Excerpted passage
This project only worked directly with vegetable growers to receive permission to use their farms for the experiment, so in this early stage of the project we were not expecting to see adoption of the strategies studied here. However, we raise awareness about the community of natural enemies on their farms and its role on pest regulation. One of the important finding of this research is that it is not appropriate for all growers to use augmentative releases to control lepidopteran pest. The objectives of future outreach efforts will be to highlight the potential benefits to use augmentative biocontrol and to assist growers in determining where this strategy is more likely to be successful.
Areas needing additional study
Our research documented the diversity of predatory arthropods found in cabbage in central New York and showed that landscape-level processes can have large impacts on predator and pest populations. However, several important issues require further study:
What is the actual contribution that natural enemy complexes, particularly predators, make to pest mortality in cabbage crops? A measure of predator impact across time is critical for farmers to make informed pest management decisions. We need information about when and where natural enemy populations are insufficient to achieve pest control, so that other complementary alternatives can be implemented, for example augmentative releases.

Collected data entries:

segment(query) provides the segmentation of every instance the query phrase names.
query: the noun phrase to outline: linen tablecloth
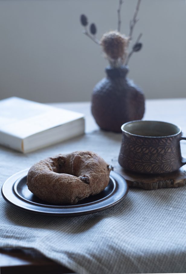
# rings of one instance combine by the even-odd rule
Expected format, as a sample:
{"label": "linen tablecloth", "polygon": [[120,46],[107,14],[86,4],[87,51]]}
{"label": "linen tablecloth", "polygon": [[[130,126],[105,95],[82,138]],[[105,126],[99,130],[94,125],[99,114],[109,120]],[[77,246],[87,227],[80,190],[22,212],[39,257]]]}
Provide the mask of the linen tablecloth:
{"label": "linen tablecloth", "polygon": [[[1,147],[1,186],[14,173],[59,153],[91,150],[114,166],[121,138],[96,130],[25,155]],[[65,218],[22,211],[1,196],[0,247],[34,248],[80,274],[185,272],[186,191],[130,189],[110,209]]]}

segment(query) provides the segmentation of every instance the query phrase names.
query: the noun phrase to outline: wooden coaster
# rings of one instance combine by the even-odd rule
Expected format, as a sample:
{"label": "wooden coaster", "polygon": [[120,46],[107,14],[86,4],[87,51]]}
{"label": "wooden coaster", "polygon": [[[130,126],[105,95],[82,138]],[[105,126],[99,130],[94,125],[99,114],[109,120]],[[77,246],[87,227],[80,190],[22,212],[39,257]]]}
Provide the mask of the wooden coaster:
{"label": "wooden coaster", "polygon": [[[114,161],[115,161],[114,160]],[[124,170],[119,166],[119,164],[114,166],[114,171],[124,177],[129,187],[150,190],[179,187],[186,185],[186,165],[177,171],[159,175],[135,173]]]}

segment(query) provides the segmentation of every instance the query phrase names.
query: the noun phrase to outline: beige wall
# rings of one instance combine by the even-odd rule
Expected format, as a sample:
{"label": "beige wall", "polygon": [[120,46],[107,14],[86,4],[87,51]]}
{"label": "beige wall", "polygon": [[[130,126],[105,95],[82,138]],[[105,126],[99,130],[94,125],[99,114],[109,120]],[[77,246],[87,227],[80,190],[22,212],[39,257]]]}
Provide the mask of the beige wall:
{"label": "beige wall", "polygon": [[[121,31],[127,34],[136,0],[124,0]],[[90,100],[107,65],[99,46],[82,33],[79,16],[97,26],[98,37],[116,28],[114,0],[1,0],[0,99],[43,102]],[[146,98],[186,97],[185,0],[142,0],[134,32],[142,51],[129,76]]]}

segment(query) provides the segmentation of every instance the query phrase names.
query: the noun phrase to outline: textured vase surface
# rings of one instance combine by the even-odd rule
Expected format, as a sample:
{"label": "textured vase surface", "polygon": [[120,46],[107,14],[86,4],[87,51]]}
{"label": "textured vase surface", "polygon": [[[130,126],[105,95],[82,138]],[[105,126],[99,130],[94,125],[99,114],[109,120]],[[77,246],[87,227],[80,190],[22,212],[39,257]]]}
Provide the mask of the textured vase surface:
{"label": "textured vase surface", "polygon": [[141,89],[126,77],[127,67],[108,67],[105,70],[107,77],[94,89],[92,113],[101,129],[120,132],[123,124],[143,118],[144,95]]}

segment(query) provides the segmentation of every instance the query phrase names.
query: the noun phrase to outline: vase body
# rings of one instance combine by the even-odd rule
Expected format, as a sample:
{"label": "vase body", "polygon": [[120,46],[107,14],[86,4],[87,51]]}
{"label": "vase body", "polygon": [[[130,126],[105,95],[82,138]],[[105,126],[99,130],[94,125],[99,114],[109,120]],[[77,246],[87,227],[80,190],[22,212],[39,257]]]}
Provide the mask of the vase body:
{"label": "vase body", "polygon": [[95,86],[91,110],[101,128],[121,132],[127,122],[142,119],[145,98],[141,90],[126,77],[127,67],[106,68],[107,77]]}

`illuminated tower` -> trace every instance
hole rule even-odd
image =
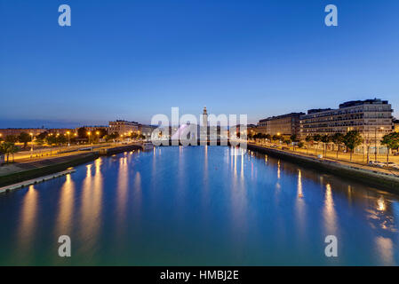
[[[208,128],[208,113],[206,112],[206,106],[203,106],[203,127],[205,130]]]

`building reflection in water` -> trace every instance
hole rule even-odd
[[[281,178],[281,170],[280,170],[280,160],[278,160],[277,162],[277,178],[280,179]]]
[[[335,211],[334,200],[332,198],[331,185],[325,185],[324,208],[323,210],[323,224],[326,234],[332,234],[338,237],[337,231],[337,212]]]
[[[126,157],[119,159],[117,188],[116,188],[116,223],[119,225],[116,227],[119,229],[124,228],[124,223],[126,219],[126,206],[128,201],[128,186],[129,186],[129,165]]]
[[[81,238],[84,243],[86,253],[94,251],[93,246],[97,241],[101,225],[101,200],[103,191],[103,180],[100,171],[102,159],[94,162],[94,176],[92,176],[92,165],[87,165],[86,178],[82,187],[81,207]]]
[[[25,193],[21,208],[20,226],[19,228],[19,249],[21,256],[27,256],[32,248],[33,236],[37,222],[38,193],[34,185],[30,185]]]
[[[384,265],[395,265],[394,243],[391,239],[382,236],[375,239],[377,251]]]
[[[56,235],[70,235],[75,204],[75,183],[70,174],[66,176],[65,183],[60,189],[59,213],[56,224]]]
[[[303,188],[302,188],[302,172],[300,170],[298,170],[298,185],[297,185],[297,198],[295,201],[295,209],[296,214],[295,217],[297,218],[297,225],[299,227],[299,232],[300,237],[304,238],[305,234],[305,200],[303,199]]]

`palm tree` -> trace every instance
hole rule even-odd
[[[9,152],[12,154],[12,162],[14,162],[14,154],[19,152],[20,148],[17,147],[14,144],[10,145]]]
[[[292,143],[292,150],[295,151],[295,142],[298,141],[298,136],[296,134],[292,134],[290,138],[293,142]]]
[[[315,142],[317,142],[316,146],[315,146],[315,155],[317,155],[317,148],[319,147],[318,142],[319,142],[320,140],[322,140],[322,136],[321,136],[320,134],[316,134],[316,135],[315,135],[315,136],[313,137],[313,140],[314,140]]]
[[[344,143],[344,135],[342,133],[335,133],[332,136],[332,142],[338,146],[337,147],[337,159],[338,159],[338,154],[339,152],[339,146]]]
[[[357,130],[350,130],[344,137],[344,144],[350,150],[350,161],[355,147],[363,143],[362,135]]]
[[[18,151],[18,148],[17,150],[15,150],[15,148],[17,147],[15,146],[15,144],[12,142],[4,142],[0,145],[0,152],[4,153],[7,156],[7,163],[10,161],[10,154],[13,154],[13,153],[16,153]]]
[[[307,136],[307,138],[305,138],[305,141],[307,141],[307,154],[309,154],[309,144],[314,141],[313,136],[311,136],[311,135]]]
[[[392,132],[382,138],[381,144],[387,146],[387,166],[389,162],[389,149],[399,147],[399,132]]]
[[[323,154],[324,156],[326,156],[326,155],[327,155],[327,148],[326,148],[326,146],[327,146],[327,143],[331,142],[331,138],[330,138],[330,136],[328,136],[328,135],[323,135],[323,136],[322,136],[321,140],[322,140],[323,146]]]

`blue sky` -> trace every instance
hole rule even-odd
[[[72,26],[58,25],[59,5]],[[336,4],[339,27],[324,25]],[[399,116],[399,1],[0,0],[0,127],[250,122],[346,100]]]

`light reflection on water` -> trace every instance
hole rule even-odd
[[[0,264],[396,264],[397,196],[238,148],[100,158],[0,195]],[[72,257],[57,256],[58,237]],[[323,255],[336,235],[339,257]]]

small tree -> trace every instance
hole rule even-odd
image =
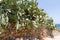
[[[0,20],[0,27],[3,29],[1,32],[8,32],[10,35],[19,33],[20,36],[27,36],[31,30],[41,28],[43,25],[49,29],[55,27],[44,9],[38,8],[36,0],[2,0]]]

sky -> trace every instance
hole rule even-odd
[[[52,17],[55,24],[60,24],[60,0],[37,0],[38,7]]]

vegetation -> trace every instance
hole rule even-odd
[[[0,1],[0,34],[30,35],[31,30],[43,26],[49,29],[55,27],[44,9],[38,8],[37,0]]]

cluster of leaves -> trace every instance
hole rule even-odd
[[[38,8],[36,0],[3,0],[0,2],[0,24],[8,26],[14,21],[16,28],[35,29],[46,25],[53,28],[53,20],[47,16],[44,9]],[[8,26],[9,27],[9,26]]]

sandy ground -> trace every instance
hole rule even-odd
[[[60,40],[60,32],[54,30],[53,31],[54,38],[46,37],[45,40]]]

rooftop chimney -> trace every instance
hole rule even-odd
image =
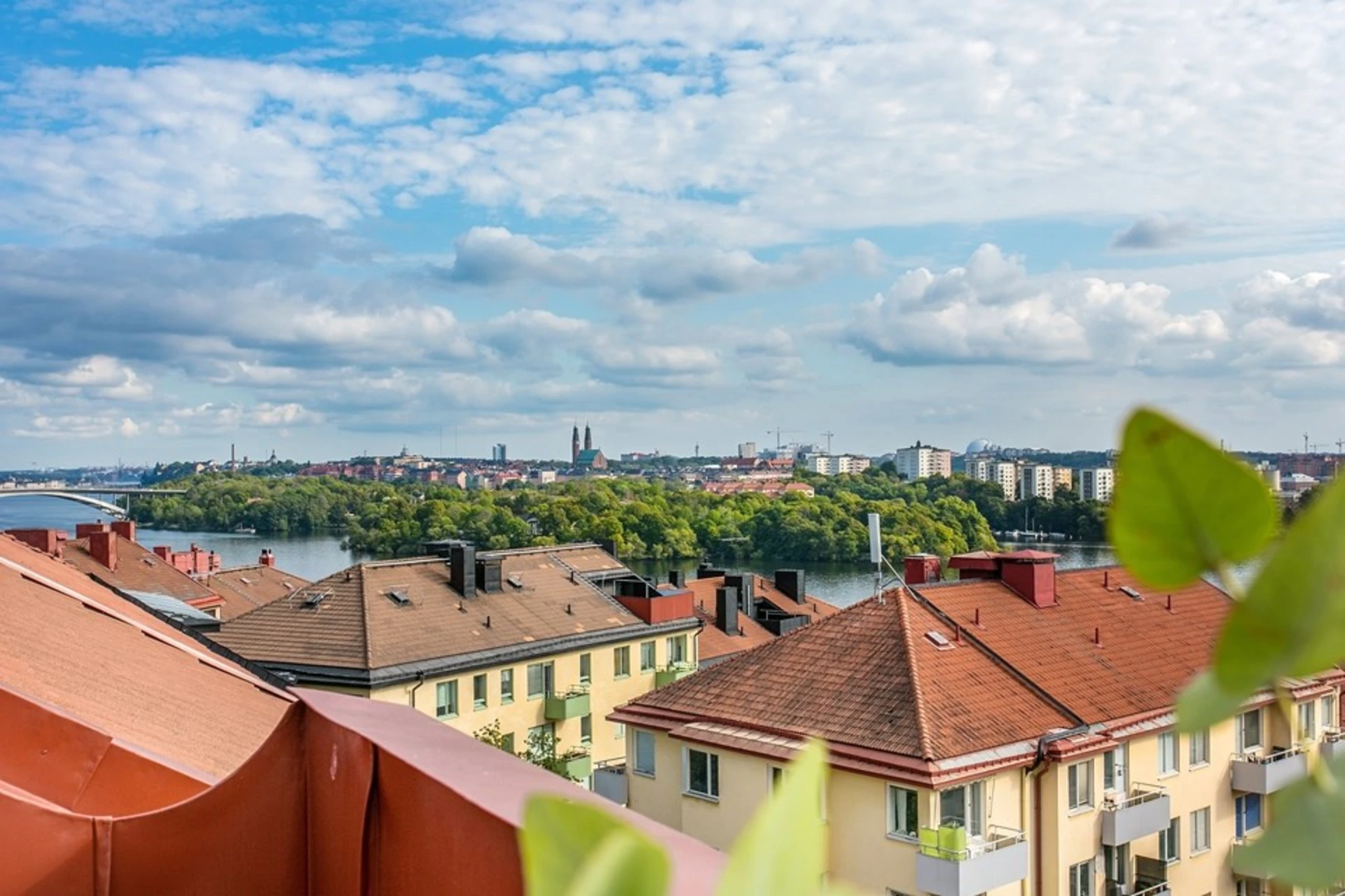
[[[943,580],[943,566],[932,553],[912,553],[904,560],[907,584],[929,584]]]
[[[714,625],[724,634],[738,633],[738,590],[733,587],[714,590]]]
[[[114,532],[90,532],[89,556],[108,567],[110,572],[117,571],[117,535]]]
[[[77,523],[75,524],[75,537],[87,539],[94,532],[108,532],[106,523]]]
[[[781,594],[787,594],[794,599],[795,603],[803,603],[807,600],[807,582],[804,580],[803,570],[776,570],[775,571],[775,587]]]
[[[464,598],[476,596],[476,548],[455,544],[448,552],[448,583]]]
[[[999,556],[999,576],[1006,586],[1034,607],[1053,607],[1056,600],[1056,555],[1018,551]]]

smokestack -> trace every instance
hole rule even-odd
[[[714,625],[724,634],[738,633],[738,590],[733,587],[714,590]]]
[[[117,571],[117,535],[114,532],[90,532],[89,556],[108,568]]]

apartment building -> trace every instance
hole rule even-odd
[[[967,462],[967,476],[982,482],[995,482],[1003,490],[1006,501],[1018,497],[1018,465],[1013,461],[976,458]]]
[[[1056,470],[1049,463],[1026,463],[1018,470],[1018,497],[1044,498],[1046,501],[1056,497]]]
[[[1116,472],[1110,466],[1079,470],[1079,497],[1084,501],[1111,501]]]
[[[807,737],[824,737],[830,873],[935,896],[1243,896],[1267,797],[1337,750],[1338,670],[1235,720],[1174,729],[1229,599],[1153,592],[1036,551],[911,557],[870,598],[617,709],[628,805],[728,848]],[[1345,752],[1345,750],[1342,750]]]
[[[615,707],[695,669],[691,594],[596,544],[444,549],[360,563],[210,637],[300,685],[498,724],[515,751],[546,735],[580,779],[625,756]]]
[[[936,449],[916,442],[911,447],[897,449],[892,462],[897,476],[913,482],[929,476],[952,476],[952,451]]]

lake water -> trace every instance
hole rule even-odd
[[[11,528],[56,528],[74,532],[77,523],[91,523],[97,510],[71,501],[50,497],[5,497],[0,498],[0,529]],[[339,535],[234,535],[222,532],[178,532],[140,529],[137,540],[145,545],[168,544],[175,549],[186,549],[195,543],[219,553],[225,567],[246,566],[257,562],[262,548],[276,552],[276,566],[286,572],[316,580],[338,572],[360,560],[360,555],[340,547]],[[1005,543],[1005,549],[1034,548],[1060,555],[1056,566],[1060,570],[1106,566],[1115,563],[1111,547],[1106,544],[1014,544]],[[670,570],[694,571],[695,560],[629,560],[632,570],[642,575],[666,580]],[[738,563],[734,568],[756,572],[763,576],[775,575],[776,570],[803,570],[807,575],[808,594],[837,606],[850,606],[873,594],[873,570],[868,564],[849,563],[807,563],[794,559],[756,559]],[[1239,570],[1239,572],[1245,572]]]

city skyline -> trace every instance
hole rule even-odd
[[[1345,9],[730,5],[9,11],[0,467],[1345,437]]]

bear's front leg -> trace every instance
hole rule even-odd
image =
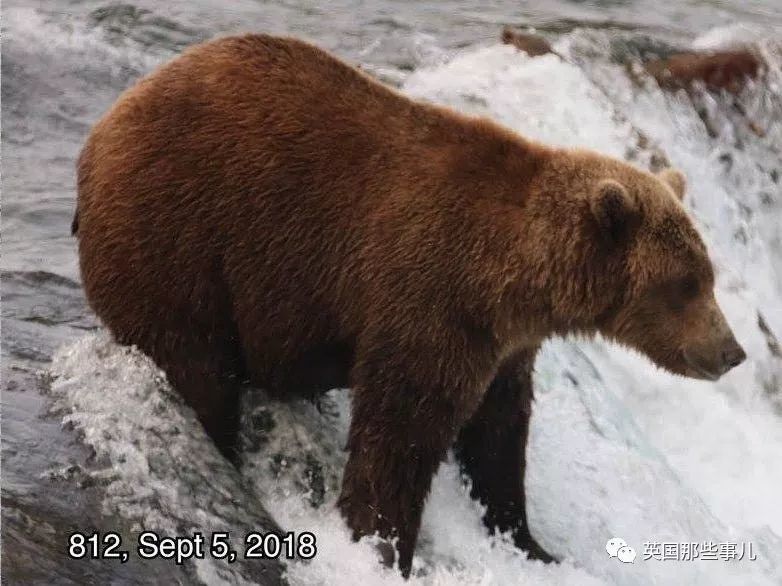
[[[530,535],[524,493],[536,353],[537,348],[521,350],[500,365],[480,407],[459,433],[455,453],[472,480],[471,496],[486,507],[489,530],[510,530],[517,547],[550,562],[553,558]]]
[[[483,394],[477,385],[460,391],[456,381],[469,379],[461,370],[452,386],[444,384],[437,362],[431,353],[380,352],[377,360],[360,357],[352,375],[350,456],[338,506],[354,539],[378,534],[395,543],[405,577],[432,477]],[[392,563],[390,547],[383,553]]]

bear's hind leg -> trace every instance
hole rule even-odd
[[[500,366],[481,406],[459,433],[454,451],[472,480],[471,496],[486,507],[486,527],[510,530],[516,546],[531,558],[551,562],[553,558],[530,535],[524,493],[536,352],[520,351]]]

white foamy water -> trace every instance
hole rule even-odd
[[[706,96],[720,128],[710,136],[689,97],[633,86],[620,66],[595,58],[603,42],[599,34],[566,36],[558,50],[568,61],[530,59],[506,46],[473,48],[417,70],[403,90],[545,142],[618,157],[634,150],[643,132],[688,176],[686,203],[749,358],[714,384],[660,372],[600,341],[547,344],[536,364],[528,511],[532,533],[562,563],[529,561],[504,536],[488,536],[480,506],[449,460],[434,481],[408,583],[782,582],[782,361],[759,326],[760,315],[768,329],[782,331],[782,203],[771,177],[774,168],[782,172],[778,79],[772,71],[769,82],[740,98],[747,116],[764,125],[763,138],[749,140],[731,108]],[[284,529],[317,535],[315,559],[288,566],[292,583],[405,583],[379,566],[371,540],[351,542],[334,506],[346,457],[347,391],[330,393],[323,413],[261,394],[249,398],[239,474],[149,361],[105,334],[63,348],[52,368],[68,420],[112,464],[108,509],[162,532],[241,533],[265,522],[254,517],[257,502]],[[635,563],[608,557],[612,537],[636,549]],[[644,560],[647,541],[709,540],[752,542],[757,560]],[[202,562],[197,571],[208,583],[252,580],[218,562]]]

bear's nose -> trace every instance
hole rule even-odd
[[[728,372],[731,368],[737,367],[739,364],[747,359],[747,353],[744,352],[744,348],[739,346],[736,342],[732,342],[725,350],[722,351],[722,364],[725,369],[724,372]]]

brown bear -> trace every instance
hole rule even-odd
[[[530,374],[593,334],[716,379],[744,353],[661,175],[412,101],[304,42],[194,47],[122,95],[78,163],[87,297],[227,455],[237,388],[352,388],[339,507],[410,571],[455,451],[490,528],[525,519]]]

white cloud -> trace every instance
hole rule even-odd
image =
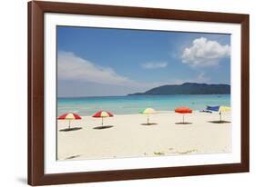
[[[97,66],[68,52],[58,52],[57,76],[60,80],[82,80],[97,84],[134,84],[109,67]]]
[[[167,62],[145,63],[141,64],[141,66],[145,69],[164,68],[167,65],[168,65]]]
[[[58,52],[57,78],[58,80],[79,80],[94,84],[122,85],[142,90],[161,84],[161,83],[138,83],[117,74],[110,67],[97,65],[70,52]]]
[[[182,63],[192,67],[204,67],[218,65],[220,58],[230,55],[230,45],[221,45],[217,41],[200,37],[195,39],[191,46],[184,49],[181,58]]]

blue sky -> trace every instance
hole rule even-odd
[[[57,27],[58,96],[125,95],[230,84],[230,34]]]

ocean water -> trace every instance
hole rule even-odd
[[[230,94],[192,95],[132,95],[104,97],[57,98],[57,115],[77,113],[81,116],[93,115],[97,111],[108,111],[114,114],[138,113],[147,107],[158,111],[174,111],[179,106],[192,110],[203,110],[206,105],[230,105]]]

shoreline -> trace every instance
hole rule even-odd
[[[101,119],[82,116],[71,122],[57,121],[57,160],[84,160],[165,156],[231,152],[231,123],[214,123],[218,113],[195,112],[185,114],[187,124],[180,124],[182,114],[174,111],[149,115],[116,114]],[[223,113],[230,121],[230,112]],[[107,126],[105,128],[105,126]],[[98,128],[98,129],[97,129]]]

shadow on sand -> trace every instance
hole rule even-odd
[[[69,131],[77,131],[82,129],[82,127],[74,127],[74,128],[67,128],[67,129],[61,129],[60,132],[69,132]]]
[[[156,125],[158,123],[140,123],[140,125],[145,125],[145,126],[150,126],[150,125]]]
[[[189,123],[189,122],[178,122],[178,123],[175,123],[175,124],[192,124],[192,123]]]
[[[230,122],[228,121],[209,121],[209,123],[229,123]]]
[[[113,127],[113,125],[104,125],[104,126],[97,126],[97,127],[94,127],[93,129],[100,130],[100,129],[109,129],[112,127]]]

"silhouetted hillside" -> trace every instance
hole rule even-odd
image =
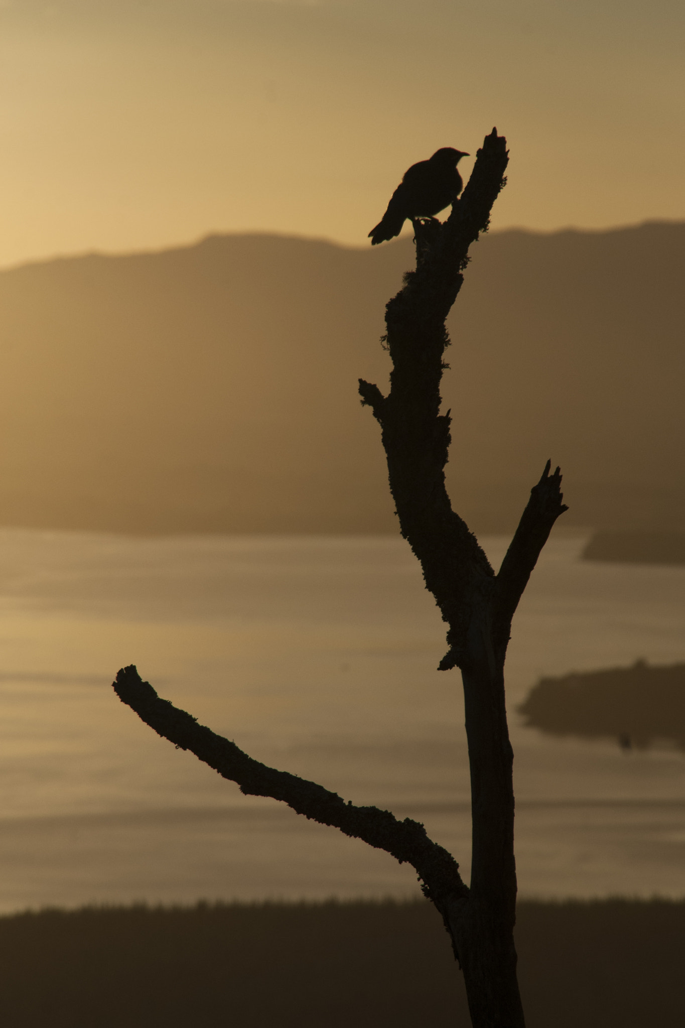
[[[0,272],[0,522],[134,531],[394,529],[384,306],[411,244],[270,235]],[[474,248],[445,402],[450,483],[516,522],[547,456],[567,524],[685,524],[685,224]]]
[[[573,671],[540,678],[519,712],[553,735],[614,736],[626,748],[670,739],[685,749],[685,664]]]
[[[520,903],[530,1028],[680,1028],[685,904]],[[12,1028],[466,1028],[428,903],[43,911],[0,919]]]

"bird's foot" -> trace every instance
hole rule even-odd
[[[416,244],[416,260],[420,264],[427,256],[433,242],[443,227],[437,218],[412,218],[414,226],[414,243]]]

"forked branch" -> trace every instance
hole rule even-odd
[[[468,893],[457,861],[428,838],[418,821],[409,817],[399,821],[378,807],[356,807],[316,782],[260,764],[234,742],[198,725],[191,714],[161,699],[148,682],[143,682],[132,664],[118,672],[113,688],[119,699],[157,735],[179,749],[190,750],[223,778],[236,782],[245,796],[280,800],[310,820],[340,829],[352,839],[363,839],[370,846],[385,850],[401,864],[410,864],[426,894]]]

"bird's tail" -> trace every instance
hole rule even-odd
[[[404,214],[398,214],[388,208],[376,227],[372,228],[369,232],[372,247],[375,247],[378,243],[386,243],[388,240],[393,240],[395,235],[399,235],[402,226],[405,224],[405,217]]]

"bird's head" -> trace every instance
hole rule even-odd
[[[440,150],[435,150],[430,159],[440,164],[450,164],[456,168],[462,157],[470,157],[470,154],[465,153],[464,150],[455,150],[453,146],[443,146]]]

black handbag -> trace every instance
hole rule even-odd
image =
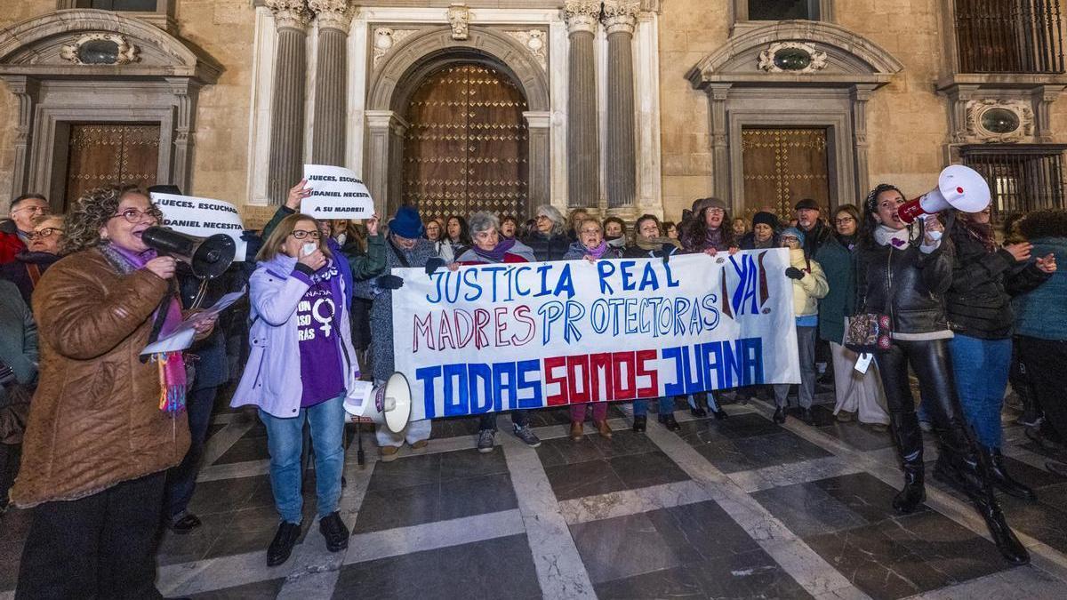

Task item A
Answer these questions about the cabbage pest excerpt:
(i) What did the project obtain by working directly with vegetable growers?
(ii) In what region did the research document the diversity of predatory arthropods in cabbage?
(iii) What example of a complementary alternative is given for places where natural enemy populations fall short?
Task item B
Carry on writing the cabbage pest excerpt, starting after its final sentence.

Task answer A
(i) Permission to use their farms for the experiment.
(ii) Central New York.
(iii) Augmentative releases.

Task answer B
How can we maximize the impact of predatory arthropods at landscape scale?. This study reveals some predator community composition and patterns of variation in response to landscape context, but detailed processes remain to be investigated at the level of species and population dynamics. Further studies are thus needed to explore the relative contribution of different predators on the dynamics of lepidopteran pest. Identifying which factors are driving the abundance of particular species will also help us understand how to maximize the biological control services being provided.
Finally, more studies are needed to evaluate how specific pest management strategies (i.e insecticides, habitat management) might influence natural pest control across different landscape contexts. Some of the questions above will be investigated with additional funding from a USDA-NIFA grant funded to K.P. We hope to continue the research and expand into the cabbage agricultural systems to address other questions related to the use of natural enemies within the framework of a pest-management program.